*** Block opens ***

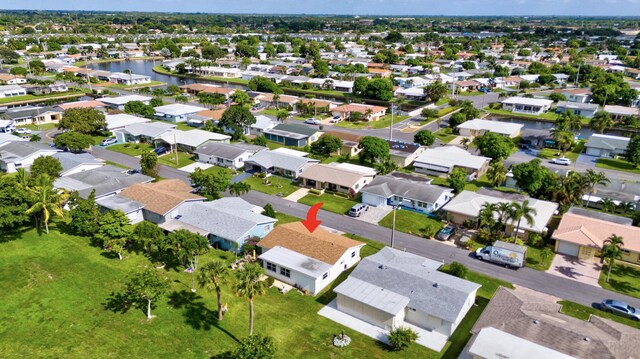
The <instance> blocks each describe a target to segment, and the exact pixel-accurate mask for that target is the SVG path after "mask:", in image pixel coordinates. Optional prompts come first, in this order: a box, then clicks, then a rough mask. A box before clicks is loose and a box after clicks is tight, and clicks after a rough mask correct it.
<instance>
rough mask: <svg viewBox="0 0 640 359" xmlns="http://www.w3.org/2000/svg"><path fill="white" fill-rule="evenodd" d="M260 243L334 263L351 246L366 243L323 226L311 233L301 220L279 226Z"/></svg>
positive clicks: (266, 247)
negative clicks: (325, 227) (305, 227)
mask: <svg viewBox="0 0 640 359" xmlns="http://www.w3.org/2000/svg"><path fill="white" fill-rule="evenodd" d="M258 245H259V246H260V247H263V248H273V247H275V246H281V247H284V248H287V249H289V250H292V251H294V252H298V253H300V254H304V255H305V256H307V257H311V258H314V259H317V260H319V261H322V262H325V263H328V264H332V265H333V264H335V263H336V262H337V261H338V260H339V259H340V257H342V255H343V254H344V253H345V252H346V251H347V250H348V249H349V248H353V247H357V246H361V245H364V243H362V242H358V241H355V240H353V239H349V238H347V237H343V236H340V235H337V234H334V233H331V232H328V231H326V230H324V229H321V228H318V229H316V230H315V231H313V233H310V232H309V231H308V230H307V229H306V228H305V227H304V225H303V224H302V223H301V222H294V223H287V224H282V225H279V226H277V227H276V228H275V229H274V230H273V231H271V232H270V233H269V234H268V235H267V236H266V237H264V239H262V240H261V241H260V242H259V243H258Z"/></svg>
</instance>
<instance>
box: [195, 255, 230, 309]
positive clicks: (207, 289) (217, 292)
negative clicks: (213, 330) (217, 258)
mask: <svg viewBox="0 0 640 359" xmlns="http://www.w3.org/2000/svg"><path fill="white" fill-rule="evenodd" d="M228 274H229V270H228V269H227V265H226V264H225V263H224V262H222V261H213V262H209V263H207V264H205V265H203V266H202V267H200V272H199V273H198V285H199V286H200V288H206V289H207V290H208V291H210V292H211V291H213V290H214V289H215V291H216V297H217V299H218V320H222V290H221V289H220V286H221V285H223V284H225V283H226V282H227V276H228Z"/></svg>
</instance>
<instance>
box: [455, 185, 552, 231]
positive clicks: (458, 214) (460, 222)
mask: <svg viewBox="0 0 640 359" xmlns="http://www.w3.org/2000/svg"><path fill="white" fill-rule="evenodd" d="M525 200H526V201H528V205H529V207H531V208H533V209H535V211H536V213H535V214H533V215H532V216H533V222H532V223H529V222H528V221H526V220H524V219H523V220H521V221H520V229H519V231H520V233H518V234H517V235H518V236H522V237H523V238H527V237H528V234H529V233H544V232H546V231H547V224H548V223H549V221H550V220H551V217H553V215H554V214H555V212H556V210H557V209H558V204H557V203H554V202H547V201H543V200H539V199H535V198H530V197H526V196H523V195H520V194H516V193H505V192H500V191H496V190H491V189H487V188H481V189H480V190H478V191H477V192H471V191H466V190H465V191H462V192H460V193H459V194H458V195H457V196H455V197H454V198H453V199H452V200H451V201H450V202H449V203H447V204H446V205H445V206H444V208H443V210H444V211H445V212H447V218H448V219H449V220H450V221H452V222H453V223H456V224H463V223H465V221H467V220H475V219H476V218H477V217H478V214H479V213H480V210H481V209H482V206H483V205H484V204H485V203H489V204H498V203H508V204H511V203H519V204H522V203H523V202H524V201H525ZM496 215H497V214H496ZM517 224H518V223H517V222H516V221H510V222H508V223H506V233H507V234H514V233H513V232H514V231H515V227H516V226H517Z"/></svg>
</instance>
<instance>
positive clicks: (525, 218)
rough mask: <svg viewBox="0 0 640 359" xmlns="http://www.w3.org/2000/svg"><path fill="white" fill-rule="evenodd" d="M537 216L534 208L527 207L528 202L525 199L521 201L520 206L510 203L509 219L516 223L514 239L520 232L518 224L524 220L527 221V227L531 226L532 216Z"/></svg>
mask: <svg viewBox="0 0 640 359" xmlns="http://www.w3.org/2000/svg"><path fill="white" fill-rule="evenodd" d="M536 214H538V211H536V209H535V208H533V207H529V200H528V199H525V200H524V201H522V204H520V203H518V202H513V203H511V214H510V216H509V218H510V219H511V220H514V221H518V224H516V234H515V237H516V238H517V237H518V232H519V231H520V222H521V221H522V219H523V218H524V219H525V220H526V221H527V224H528V225H529V226H533V216H535V215H536Z"/></svg>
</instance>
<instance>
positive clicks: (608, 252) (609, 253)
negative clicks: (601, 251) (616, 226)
mask: <svg viewBox="0 0 640 359" xmlns="http://www.w3.org/2000/svg"><path fill="white" fill-rule="evenodd" d="M622 240H623V239H622V237H620V236H618V235H615V234H612V235H611V236H610V237H609V238H607V239H606V240H605V241H604V245H603V246H602V254H601V258H602V259H603V260H604V259H608V260H609V263H608V266H609V270H608V271H607V283H609V276H611V268H612V267H613V265H614V264H615V261H616V259H620V258H622V246H624V242H623V241H622Z"/></svg>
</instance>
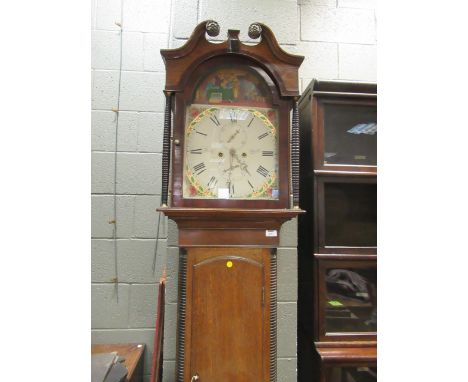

*** Block closes ***

--- Task instructions ---
Reproduce these records exactly, but not the pictures.

--- Reply ---
The <instance> blocks each describe a target to segment, and the exact pixel-accurate mask for that target is the SVG path after "mask:", in image pixel coordinates. Optional prompts come first, in this order: a box, then clicks, then a rough mask. A box before clicks is loose and a box after clicks is tight, and clicks after a rough mask correct it.
<instance>
rough mask: <svg viewBox="0 0 640 359" xmlns="http://www.w3.org/2000/svg"><path fill="white" fill-rule="evenodd" d="M260 243L334 263L351 246L366 243L323 226L311 233L301 220L279 226Z"/></svg>
positive clicks: (266, 247)
negative clicks: (325, 227) (305, 227)
mask: <svg viewBox="0 0 640 359" xmlns="http://www.w3.org/2000/svg"><path fill="white" fill-rule="evenodd" d="M258 245H259V246H260V247H263V248H273V247H275V246H281V247H284V248H287V249H289V250H292V251H294V252H298V253H300V254H304V255H305V256H307V257H311V258H314V259H317V260H319V261H322V262H325V263H328V264H332V265H333V264H335V263H336V262H337V261H338V260H339V259H340V257H342V255H343V254H344V253H345V252H346V251H347V250H348V249H349V248H353V247H357V246H361V245H364V243H362V242H358V241H355V240H353V239H349V238H347V237H343V236H340V235H337V234H334V233H331V232H328V231H326V230H324V229H321V228H318V229H316V230H315V231H313V233H310V232H309V231H308V230H307V229H306V228H305V227H304V225H303V224H302V223H301V222H294V223H287V224H282V225H279V226H277V227H276V228H275V229H274V230H273V231H271V232H270V233H269V234H268V235H267V236H266V237H264V239H262V240H261V241H260V242H259V243H258Z"/></svg>
</instance>
<instance>
box: [195, 255, 230, 309]
positive clicks: (207, 289) (217, 292)
negative clicks: (213, 330) (217, 258)
mask: <svg viewBox="0 0 640 359" xmlns="http://www.w3.org/2000/svg"><path fill="white" fill-rule="evenodd" d="M228 274H229V270H228V269H227V265H226V264H225V263H224V262H222V261H213V262H209V263H207V264H205V265H203V266H202V267H200V272H199V273H198V285H199V286H200V288H206V289H207V290H208V291H210V292H211V291H213V290H214V289H215V291H216V297H217V299H218V320H222V290H221V289H220V286H221V285H223V284H225V283H226V282H227V276H228Z"/></svg>
</instance>
<instance>
box: [455, 185, 552, 231]
positive clicks: (458, 214) (460, 222)
mask: <svg viewBox="0 0 640 359" xmlns="http://www.w3.org/2000/svg"><path fill="white" fill-rule="evenodd" d="M525 200H526V201H528V205H529V207H531V208H533V209H535V211H536V213H535V214H533V215H532V216H533V222H532V223H529V222H528V221H526V220H524V219H523V220H521V221H520V229H519V231H520V233H518V234H517V235H518V236H522V237H523V238H527V237H528V234H529V233H544V232H546V231H547V224H548V223H549V221H550V220H551V217H553V215H554V214H555V212H556V210H557V209H558V204H557V203H554V202H547V201H543V200H539V199H535V198H530V197H526V196H523V195H520V194H516V193H505V192H500V191H496V190H491V189H487V188H481V189H480V190H478V191H477V192H471V191H466V190H465V191H462V192H460V193H459V194H458V195H457V196H455V197H454V198H453V199H452V200H451V201H450V202H449V203H447V204H446V205H445V206H444V208H443V210H444V211H445V212H447V218H448V219H449V220H450V221H452V222H453V223H456V224H463V223H465V221H467V220H475V219H476V218H477V217H478V214H479V213H480V210H481V209H482V206H483V205H484V204H485V203H489V204H498V203H508V204H511V203H519V204H522V203H523V202H524V201H525ZM496 215H497V214H496ZM517 224H518V223H517V222H516V221H510V222H508V223H506V233H507V234H514V233H513V232H514V231H515V227H516V226H517Z"/></svg>
</instance>
<instance>
positive clicks: (525, 218)
rough mask: <svg viewBox="0 0 640 359" xmlns="http://www.w3.org/2000/svg"><path fill="white" fill-rule="evenodd" d="M537 216L534 208L527 207L528 202L525 199L521 201L520 206L510 203L509 219L516 223L514 239L520 232L518 224L524 220L527 221V227L531 226L532 216Z"/></svg>
mask: <svg viewBox="0 0 640 359" xmlns="http://www.w3.org/2000/svg"><path fill="white" fill-rule="evenodd" d="M536 214H538V211H536V209H535V208H533V207H529V200H528V199H525V200H524V201H522V204H520V203H518V202H513V203H511V214H510V216H509V218H510V219H511V220H514V221H518V224H516V234H515V237H516V238H517V237H518V232H519V231H520V222H521V221H522V219H523V218H524V219H525V220H526V221H527V224H528V225H529V226H533V216H535V215H536Z"/></svg>
</instance>
<instance>
positive clicks: (608, 252) (609, 253)
negative clicks: (601, 251) (616, 226)
mask: <svg viewBox="0 0 640 359" xmlns="http://www.w3.org/2000/svg"><path fill="white" fill-rule="evenodd" d="M622 240H623V239H622V237H620V236H618V235H615V234H612V235H611V236H610V237H609V238H607V239H606V240H605V241H604V245H603V246H602V254H601V258H602V259H603V260H604V259H608V260H609V263H608V266H609V270H608V271H607V283H609V276H611V268H612V267H613V265H614V264H615V261H616V259H620V258H622V246H624V242H623V241H622Z"/></svg>
</instance>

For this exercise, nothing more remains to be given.